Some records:
+===+
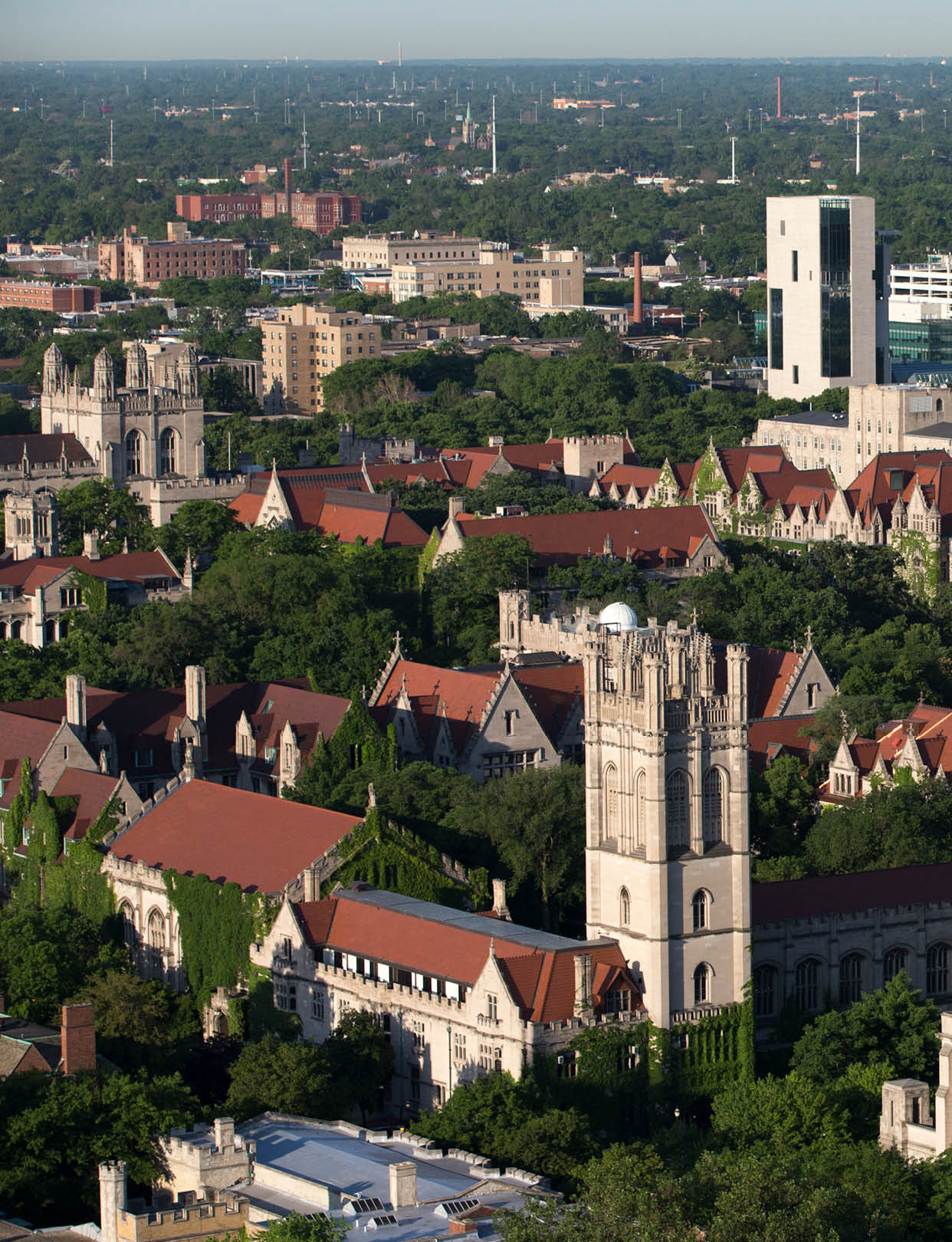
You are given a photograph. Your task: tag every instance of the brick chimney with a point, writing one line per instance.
(402, 1184)
(77, 1039)
(635, 318)
(583, 984)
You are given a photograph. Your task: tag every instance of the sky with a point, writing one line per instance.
(484, 30)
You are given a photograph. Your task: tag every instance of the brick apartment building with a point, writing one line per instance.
(148, 264)
(306, 344)
(40, 296)
(316, 212)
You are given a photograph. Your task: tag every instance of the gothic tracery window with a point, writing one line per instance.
(713, 810)
(678, 816)
(169, 452)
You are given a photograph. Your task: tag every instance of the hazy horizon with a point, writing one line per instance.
(108, 30)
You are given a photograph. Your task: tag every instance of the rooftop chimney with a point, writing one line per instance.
(499, 907)
(77, 1039)
(224, 1133)
(402, 1184)
(583, 983)
(76, 701)
(195, 693)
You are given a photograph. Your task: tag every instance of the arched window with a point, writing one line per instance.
(678, 819)
(168, 452)
(893, 961)
(639, 809)
(851, 978)
(156, 945)
(128, 918)
(765, 991)
(611, 803)
(133, 454)
(937, 971)
(713, 813)
(806, 984)
(701, 983)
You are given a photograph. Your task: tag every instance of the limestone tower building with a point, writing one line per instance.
(668, 849)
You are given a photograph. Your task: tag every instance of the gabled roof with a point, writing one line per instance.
(855, 892)
(42, 450)
(260, 843)
(92, 790)
(653, 536)
(539, 967)
(435, 692)
(349, 514)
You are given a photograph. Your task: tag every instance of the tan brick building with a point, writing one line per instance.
(554, 280)
(42, 296)
(303, 347)
(140, 261)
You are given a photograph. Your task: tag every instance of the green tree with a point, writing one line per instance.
(359, 1053)
(544, 856)
(55, 1131)
(104, 507)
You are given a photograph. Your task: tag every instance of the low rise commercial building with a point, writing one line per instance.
(459, 994)
(138, 261)
(42, 296)
(302, 347)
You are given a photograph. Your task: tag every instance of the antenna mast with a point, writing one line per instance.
(493, 136)
(859, 104)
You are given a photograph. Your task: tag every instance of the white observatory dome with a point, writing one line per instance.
(617, 617)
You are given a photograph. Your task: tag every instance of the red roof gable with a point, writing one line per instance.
(563, 538)
(260, 843)
(540, 979)
(843, 895)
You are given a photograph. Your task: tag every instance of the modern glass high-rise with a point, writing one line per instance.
(827, 298)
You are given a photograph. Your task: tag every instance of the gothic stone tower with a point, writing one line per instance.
(667, 849)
+===+
Nothing but the lines from the one with "of the limestone" through the end of the data above should be repeated, each exactly as it stands.

You are given a photograph. Your task: tag every instance of the limestone tower building with a point, writing one line per instance.
(668, 849)
You are given a photograph. Your task: tag every instance of the gabled roof with a point, writing one line per instance.
(855, 892)
(42, 450)
(260, 843)
(92, 790)
(653, 536)
(539, 967)
(435, 692)
(349, 514)
You are given a photograph. Your task: tag every instance of the tan brick building with a point, writing one line per instance.
(554, 280)
(42, 296)
(303, 347)
(140, 261)
You are given a photograph. Your task: tag every instance of the green tree with a point, writing one line per instance.
(359, 1053)
(544, 856)
(55, 1131)
(104, 507)
You are given a photograph. Your task: tag every instance of the low rise commercial building with a point, writing one line per instance.
(459, 994)
(138, 261)
(42, 296)
(302, 347)
You are given a photograph. Your task: tag every instance of the antenna mast with a point, writing one line per instance.
(493, 136)
(859, 104)
You are given a photograph. Your task: tag every instance of the white observatory dome with a point, writing one line per instance.
(617, 617)
You are given a photograph. Your task: tag every instance of the red roof gable with a point, writing one line per instance.
(563, 538)
(260, 843)
(540, 979)
(843, 895)
You are given a photograph. Your task: tag every instance of the modern glass high-rise with a point, writing one line per instance.
(827, 298)
You are given a photograph. Your task: tag every instance of the gothic stone tower with a point, writing one line per instance.
(667, 849)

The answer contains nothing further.